Records for processing
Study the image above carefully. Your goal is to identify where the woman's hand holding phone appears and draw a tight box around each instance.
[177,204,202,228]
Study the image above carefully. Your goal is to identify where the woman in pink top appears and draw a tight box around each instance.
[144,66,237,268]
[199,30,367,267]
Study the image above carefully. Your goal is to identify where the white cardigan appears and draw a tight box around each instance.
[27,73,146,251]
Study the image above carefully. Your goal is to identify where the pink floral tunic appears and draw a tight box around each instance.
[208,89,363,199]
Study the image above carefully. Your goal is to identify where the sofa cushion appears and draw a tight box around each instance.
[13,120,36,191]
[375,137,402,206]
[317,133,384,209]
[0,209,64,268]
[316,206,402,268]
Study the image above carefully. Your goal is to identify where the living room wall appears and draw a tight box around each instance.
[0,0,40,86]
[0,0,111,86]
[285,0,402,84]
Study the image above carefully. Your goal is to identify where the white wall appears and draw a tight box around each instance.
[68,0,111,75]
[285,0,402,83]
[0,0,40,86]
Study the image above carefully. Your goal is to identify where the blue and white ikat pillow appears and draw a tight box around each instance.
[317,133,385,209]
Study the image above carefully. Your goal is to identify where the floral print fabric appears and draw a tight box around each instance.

Exercise description
Provide all the records again, word for word.

Solution
Study the image above carefully. Your goal is to identify where the woman's hand holding phone appears and draw a tight box around each instance.
[177,204,202,228]
Study the image above carefully. Your goal is to identify where the woman in pink top appears and draw a tight box around each instance.
[144,66,237,268]
[199,30,367,267]
Study the image above carefully. Your goal is to identify where the white cardigan appears and draw a tight box around each instance.
[27,73,146,251]
Study the image above carefully. Your goal is to identify where the pink floral tunic appears and draw a tight box around each instance.
[208,89,363,199]
Study the image above carefully. Your goal is to identify where the sofa cushion appears and draw a tight box around each instance.
[13,120,36,191]
[375,137,402,206]
[317,133,384,209]
[0,209,64,268]
[316,206,402,268]
Study the image above carefully. Your goal is to identify where the living room wall appears and draw a tight box around each instance.
[0,0,40,86]
[0,0,111,86]
[285,0,402,84]
Study the image above carefully. Your goal is to identify where the white wall appears and draw a tight box around each instance.
[68,0,111,75]
[285,0,402,83]
[0,0,40,86]
Study the image above carefully. Your goal is to identify where the blue and white ikat pillow appears and draw a tight box around each instance.
[317,133,385,209]
Study the image above carefully. Your goal is to identify where the floral print fabric appears and draw a tight box around each instance.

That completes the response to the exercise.